• **Set problem**
Show, copied in full, every line below that contains the word "instance".

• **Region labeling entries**
--- START ---

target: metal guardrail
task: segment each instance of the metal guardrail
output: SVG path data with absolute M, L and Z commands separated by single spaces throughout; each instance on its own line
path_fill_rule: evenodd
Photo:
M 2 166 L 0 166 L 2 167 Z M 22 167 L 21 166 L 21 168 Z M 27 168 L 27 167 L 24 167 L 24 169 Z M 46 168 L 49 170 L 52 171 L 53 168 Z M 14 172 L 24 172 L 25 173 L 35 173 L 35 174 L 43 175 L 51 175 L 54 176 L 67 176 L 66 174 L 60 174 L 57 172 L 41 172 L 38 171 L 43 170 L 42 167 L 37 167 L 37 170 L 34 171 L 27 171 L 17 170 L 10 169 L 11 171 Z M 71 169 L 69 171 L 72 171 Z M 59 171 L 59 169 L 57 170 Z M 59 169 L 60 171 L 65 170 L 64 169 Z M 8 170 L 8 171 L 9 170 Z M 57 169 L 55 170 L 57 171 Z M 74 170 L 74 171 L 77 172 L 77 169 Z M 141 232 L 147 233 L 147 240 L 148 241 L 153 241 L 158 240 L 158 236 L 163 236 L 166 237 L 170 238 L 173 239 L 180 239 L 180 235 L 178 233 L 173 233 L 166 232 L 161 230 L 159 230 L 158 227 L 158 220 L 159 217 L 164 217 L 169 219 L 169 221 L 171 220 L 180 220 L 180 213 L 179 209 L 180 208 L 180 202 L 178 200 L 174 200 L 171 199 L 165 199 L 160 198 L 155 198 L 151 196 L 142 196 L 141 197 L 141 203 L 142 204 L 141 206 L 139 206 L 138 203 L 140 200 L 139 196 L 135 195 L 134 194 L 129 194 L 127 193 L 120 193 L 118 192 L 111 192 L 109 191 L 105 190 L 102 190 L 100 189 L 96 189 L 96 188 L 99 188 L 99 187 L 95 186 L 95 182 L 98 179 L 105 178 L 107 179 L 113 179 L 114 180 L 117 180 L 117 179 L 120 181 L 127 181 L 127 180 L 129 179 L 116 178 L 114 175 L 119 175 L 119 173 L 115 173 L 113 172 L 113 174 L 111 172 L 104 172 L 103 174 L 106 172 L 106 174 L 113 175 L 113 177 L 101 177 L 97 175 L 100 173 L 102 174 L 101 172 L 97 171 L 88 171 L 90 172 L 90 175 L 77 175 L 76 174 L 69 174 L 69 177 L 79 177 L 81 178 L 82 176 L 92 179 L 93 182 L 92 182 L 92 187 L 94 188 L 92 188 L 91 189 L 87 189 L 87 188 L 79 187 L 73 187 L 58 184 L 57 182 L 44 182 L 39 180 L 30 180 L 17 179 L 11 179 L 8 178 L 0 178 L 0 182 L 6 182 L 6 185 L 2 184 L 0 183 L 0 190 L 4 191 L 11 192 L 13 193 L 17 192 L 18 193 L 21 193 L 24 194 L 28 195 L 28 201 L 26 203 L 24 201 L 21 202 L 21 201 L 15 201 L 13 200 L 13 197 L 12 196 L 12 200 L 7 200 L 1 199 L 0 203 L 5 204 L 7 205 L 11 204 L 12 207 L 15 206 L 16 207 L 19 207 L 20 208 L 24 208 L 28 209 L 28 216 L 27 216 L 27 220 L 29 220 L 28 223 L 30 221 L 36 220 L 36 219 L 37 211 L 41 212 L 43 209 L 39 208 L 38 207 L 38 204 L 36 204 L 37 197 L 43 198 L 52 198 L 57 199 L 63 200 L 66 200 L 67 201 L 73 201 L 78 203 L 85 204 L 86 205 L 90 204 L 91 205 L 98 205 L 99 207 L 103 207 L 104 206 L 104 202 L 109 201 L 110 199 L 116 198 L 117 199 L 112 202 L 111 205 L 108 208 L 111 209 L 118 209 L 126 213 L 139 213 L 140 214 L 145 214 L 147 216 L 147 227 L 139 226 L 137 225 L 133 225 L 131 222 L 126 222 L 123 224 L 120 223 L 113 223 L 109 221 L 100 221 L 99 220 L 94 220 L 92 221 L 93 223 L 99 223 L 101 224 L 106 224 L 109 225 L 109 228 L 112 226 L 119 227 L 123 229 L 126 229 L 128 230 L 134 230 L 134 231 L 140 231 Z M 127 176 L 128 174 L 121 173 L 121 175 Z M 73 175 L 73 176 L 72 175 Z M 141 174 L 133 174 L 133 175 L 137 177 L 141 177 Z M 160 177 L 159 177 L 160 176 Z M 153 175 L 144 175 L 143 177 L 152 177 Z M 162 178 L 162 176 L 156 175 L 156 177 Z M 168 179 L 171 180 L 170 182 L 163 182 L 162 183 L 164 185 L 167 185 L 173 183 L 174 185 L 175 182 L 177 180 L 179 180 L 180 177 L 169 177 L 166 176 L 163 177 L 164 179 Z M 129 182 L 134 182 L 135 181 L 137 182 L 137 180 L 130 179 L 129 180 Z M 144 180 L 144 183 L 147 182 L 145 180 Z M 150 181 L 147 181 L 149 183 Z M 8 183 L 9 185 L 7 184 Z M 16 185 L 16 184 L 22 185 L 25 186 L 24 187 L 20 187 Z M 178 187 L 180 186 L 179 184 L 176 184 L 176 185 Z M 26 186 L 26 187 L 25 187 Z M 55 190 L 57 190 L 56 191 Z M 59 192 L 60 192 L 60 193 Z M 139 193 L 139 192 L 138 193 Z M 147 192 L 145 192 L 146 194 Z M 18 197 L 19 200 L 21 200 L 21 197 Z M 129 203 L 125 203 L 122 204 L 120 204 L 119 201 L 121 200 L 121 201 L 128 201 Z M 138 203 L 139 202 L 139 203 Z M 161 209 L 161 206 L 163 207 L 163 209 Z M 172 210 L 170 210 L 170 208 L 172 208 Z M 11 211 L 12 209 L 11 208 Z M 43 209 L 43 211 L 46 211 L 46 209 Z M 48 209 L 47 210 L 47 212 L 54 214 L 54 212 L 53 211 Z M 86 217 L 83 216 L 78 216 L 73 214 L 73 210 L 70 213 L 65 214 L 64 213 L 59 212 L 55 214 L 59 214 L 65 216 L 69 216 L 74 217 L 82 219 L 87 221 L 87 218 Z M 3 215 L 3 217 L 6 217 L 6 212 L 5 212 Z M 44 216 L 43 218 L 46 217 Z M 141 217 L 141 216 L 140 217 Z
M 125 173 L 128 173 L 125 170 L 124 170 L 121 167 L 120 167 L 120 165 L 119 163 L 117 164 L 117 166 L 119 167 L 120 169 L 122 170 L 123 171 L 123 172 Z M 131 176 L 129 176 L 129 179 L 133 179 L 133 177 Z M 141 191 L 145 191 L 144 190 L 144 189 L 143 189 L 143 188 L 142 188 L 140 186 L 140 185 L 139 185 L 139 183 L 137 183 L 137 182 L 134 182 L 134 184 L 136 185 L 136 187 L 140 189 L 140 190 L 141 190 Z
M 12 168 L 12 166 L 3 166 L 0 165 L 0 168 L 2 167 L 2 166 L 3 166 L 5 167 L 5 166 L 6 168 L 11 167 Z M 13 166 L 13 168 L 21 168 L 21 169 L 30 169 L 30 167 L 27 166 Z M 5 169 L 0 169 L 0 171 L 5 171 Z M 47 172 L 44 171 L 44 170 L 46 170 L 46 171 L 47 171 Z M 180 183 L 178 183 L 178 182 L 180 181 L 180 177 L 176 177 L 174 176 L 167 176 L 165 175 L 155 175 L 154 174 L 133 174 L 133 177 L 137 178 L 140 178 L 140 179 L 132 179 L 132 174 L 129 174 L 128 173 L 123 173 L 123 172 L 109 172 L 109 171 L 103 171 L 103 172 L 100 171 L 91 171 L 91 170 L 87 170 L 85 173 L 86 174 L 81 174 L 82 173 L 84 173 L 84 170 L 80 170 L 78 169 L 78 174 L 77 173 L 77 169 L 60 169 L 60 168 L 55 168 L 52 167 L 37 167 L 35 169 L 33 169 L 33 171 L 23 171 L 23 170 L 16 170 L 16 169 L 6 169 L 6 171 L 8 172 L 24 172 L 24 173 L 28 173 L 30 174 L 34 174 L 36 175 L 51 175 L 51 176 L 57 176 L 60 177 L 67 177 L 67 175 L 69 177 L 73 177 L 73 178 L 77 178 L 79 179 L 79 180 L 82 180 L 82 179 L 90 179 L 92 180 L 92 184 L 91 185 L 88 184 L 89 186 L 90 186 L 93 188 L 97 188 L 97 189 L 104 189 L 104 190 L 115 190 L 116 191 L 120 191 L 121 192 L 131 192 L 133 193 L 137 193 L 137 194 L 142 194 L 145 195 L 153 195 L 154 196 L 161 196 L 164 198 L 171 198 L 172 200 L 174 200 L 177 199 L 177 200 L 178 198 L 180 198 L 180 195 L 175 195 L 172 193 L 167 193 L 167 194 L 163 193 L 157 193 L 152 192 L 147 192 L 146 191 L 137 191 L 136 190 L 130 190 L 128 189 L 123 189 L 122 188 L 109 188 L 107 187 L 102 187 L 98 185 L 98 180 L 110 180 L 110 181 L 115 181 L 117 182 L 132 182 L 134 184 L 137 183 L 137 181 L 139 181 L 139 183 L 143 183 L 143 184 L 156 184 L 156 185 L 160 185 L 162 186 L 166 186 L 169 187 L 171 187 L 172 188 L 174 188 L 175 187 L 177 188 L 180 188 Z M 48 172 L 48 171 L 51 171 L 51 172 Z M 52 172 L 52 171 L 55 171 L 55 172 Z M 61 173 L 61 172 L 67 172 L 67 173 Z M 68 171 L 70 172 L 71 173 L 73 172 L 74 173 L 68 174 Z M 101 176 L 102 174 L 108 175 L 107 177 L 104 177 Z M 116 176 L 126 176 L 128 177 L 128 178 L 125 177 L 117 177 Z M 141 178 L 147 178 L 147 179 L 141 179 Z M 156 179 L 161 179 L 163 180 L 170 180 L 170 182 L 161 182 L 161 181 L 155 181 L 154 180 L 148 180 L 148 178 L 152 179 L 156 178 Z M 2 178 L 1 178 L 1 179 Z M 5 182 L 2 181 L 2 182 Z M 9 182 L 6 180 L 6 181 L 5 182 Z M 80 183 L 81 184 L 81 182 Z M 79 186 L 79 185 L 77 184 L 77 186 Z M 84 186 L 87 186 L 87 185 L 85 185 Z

--- END ---

• **Solution to this problem**
task: segment each instance of the metal guardrail
output: SVG path data with absolute M, L and Z commands separated by single spaces throughout; each instance on its own line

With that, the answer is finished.